Task inputs:
════════════════════
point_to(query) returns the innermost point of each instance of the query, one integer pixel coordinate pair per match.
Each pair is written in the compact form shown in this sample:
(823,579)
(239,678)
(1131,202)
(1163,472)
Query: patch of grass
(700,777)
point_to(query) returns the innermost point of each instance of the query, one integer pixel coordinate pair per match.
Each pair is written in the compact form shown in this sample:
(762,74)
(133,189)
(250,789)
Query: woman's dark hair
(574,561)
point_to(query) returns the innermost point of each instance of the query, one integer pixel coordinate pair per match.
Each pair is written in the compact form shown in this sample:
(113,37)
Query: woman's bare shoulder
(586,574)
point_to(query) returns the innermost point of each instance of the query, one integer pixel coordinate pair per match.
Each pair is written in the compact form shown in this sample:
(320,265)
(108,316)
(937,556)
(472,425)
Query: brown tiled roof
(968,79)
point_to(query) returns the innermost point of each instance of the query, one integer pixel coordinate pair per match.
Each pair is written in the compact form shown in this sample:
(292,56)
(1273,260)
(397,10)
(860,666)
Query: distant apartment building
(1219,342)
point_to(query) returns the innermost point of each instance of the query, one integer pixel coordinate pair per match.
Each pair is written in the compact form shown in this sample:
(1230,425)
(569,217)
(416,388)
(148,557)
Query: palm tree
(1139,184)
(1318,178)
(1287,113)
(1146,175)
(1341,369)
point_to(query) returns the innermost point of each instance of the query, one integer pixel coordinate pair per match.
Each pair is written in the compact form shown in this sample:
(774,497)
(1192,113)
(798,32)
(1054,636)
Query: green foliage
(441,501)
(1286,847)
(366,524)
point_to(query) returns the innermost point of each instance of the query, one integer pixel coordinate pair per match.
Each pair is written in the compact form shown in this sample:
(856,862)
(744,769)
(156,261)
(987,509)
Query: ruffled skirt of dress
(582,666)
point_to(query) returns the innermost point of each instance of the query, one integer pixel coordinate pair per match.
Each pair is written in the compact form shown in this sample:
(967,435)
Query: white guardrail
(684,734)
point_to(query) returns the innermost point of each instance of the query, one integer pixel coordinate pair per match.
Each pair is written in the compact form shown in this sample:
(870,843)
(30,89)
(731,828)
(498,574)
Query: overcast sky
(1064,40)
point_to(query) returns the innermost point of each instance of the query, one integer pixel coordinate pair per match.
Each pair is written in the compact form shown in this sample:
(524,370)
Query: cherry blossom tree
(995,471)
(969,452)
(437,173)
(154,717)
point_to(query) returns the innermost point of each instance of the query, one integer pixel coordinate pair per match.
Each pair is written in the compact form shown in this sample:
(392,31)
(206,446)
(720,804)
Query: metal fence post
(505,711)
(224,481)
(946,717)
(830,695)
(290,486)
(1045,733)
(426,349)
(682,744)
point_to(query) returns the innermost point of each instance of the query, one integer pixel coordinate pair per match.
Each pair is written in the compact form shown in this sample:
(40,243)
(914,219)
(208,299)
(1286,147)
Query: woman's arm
════════════════════
Given instruction: Each line of the material should be echoed exactly.

Written answer:
point_to(query) returns the innermost point of each instance of the query, one integer pixel coordinate pair per match.
Each pair is written in the compact form shown in this sample:
(823,579)
(239,678)
(1131,202)
(1163,472)
Query: patch of grass
(700,777)
point_to(query) returns the innermost point of each instance of the query, one integer pixel coordinate pair per match.
Each pair is written in the compact form shown in this sample:
(762,74)
(133,189)
(250,789)
Query: woman's dark hair
(574,561)
point_to(query) returns the innermost point of each instance of the query, one integer pixel coordinate pair per match.
Each pair is written in the compact form shown in this sample:
(113,37)
Query: woman's bare shoulder
(586,574)
point_to(query) returns the innermost point of each instance of the query, one integer pixel coordinate pair per match.
Each pair is written in the compact form shown in this sample:
(320,265)
(108,316)
(937,556)
(472,425)
Query: brown tiled roof
(968,79)
point_to(query) returns the innermost point of each instance of the query, one integer pixel coordinate pair per match.
Each pair is written in the compact form shown in this sample:
(292,56)
(1273,260)
(397,10)
(860,666)
Query: distant apartment building
(1219,342)
point_to(query) returns the innermost point of each instance of the query, one integer pixel coordinate pair per match.
Each pair is written in the compact form shown in this sample:
(1230,425)
(569,217)
(416,388)
(148,557)
Query: palm tree
(1139,184)
(1318,178)
(1287,113)
(1146,175)
(1341,369)
point_to(query) returns the innermost point of each instance of the query, one integer pixel coordinate pair per match.
Each pair is written in the compact form shown in this sample:
(774,497)
(1192,113)
(798,32)
(1054,636)
Query: green foliage
(441,501)
(1286,847)
(366,524)
point_to(query) returns the innermost point of each instance of the query, one integer pixel coordinate pair per match.
Each pair is written in the compact form shown in this sample:
(856,862)
(744,769)
(156,261)
(987,509)
Query: ruffled skirt of dress
(582,666)
point_to(query) returns the innermost point of each instance of the query, one integer pixel coordinate pair per match.
Each pair is written in the compact form shown in this sample:
(967,435)
Query: white guardrail
(684,734)
point_to(query) returns the innermost point of each instance of the query, one integer pixel coordinate pair per match.
Each pair is written in the compact form shown in this sample:
(870,843)
(30,89)
(731,828)
(498,574)
Query: overcast sky
(1064,40)
point_to(query) returns the innermost point of each instance of the query, one integer pixel coordinate pair per match.
Each pair is written in the compact form shown in this sample:
(524,370)
Query: cherry blossom tree
(995,471)
(969,452)
(437,173)
(154,717)
point_to(query) returns the innermost point of each instance of the query, one integer pixel coordinate pair per match.
Each pair is written in the compact form shown in this sample:
(392,31)
(206,446)
(720,804)
Query: metal fence post
(505,711)
(224,481)
(946,717)
(830,695)
(290,486)
(1045,733)
(426,349)
(682,744)
point_to(query) returns the innermost point of each instance of the query, one integer pixel coordinate pair per match.
Each pair is written in the compact form shown in this sample:
(40,243)
(914,219)
(208,299)
(1286,147)
Query: woman's arm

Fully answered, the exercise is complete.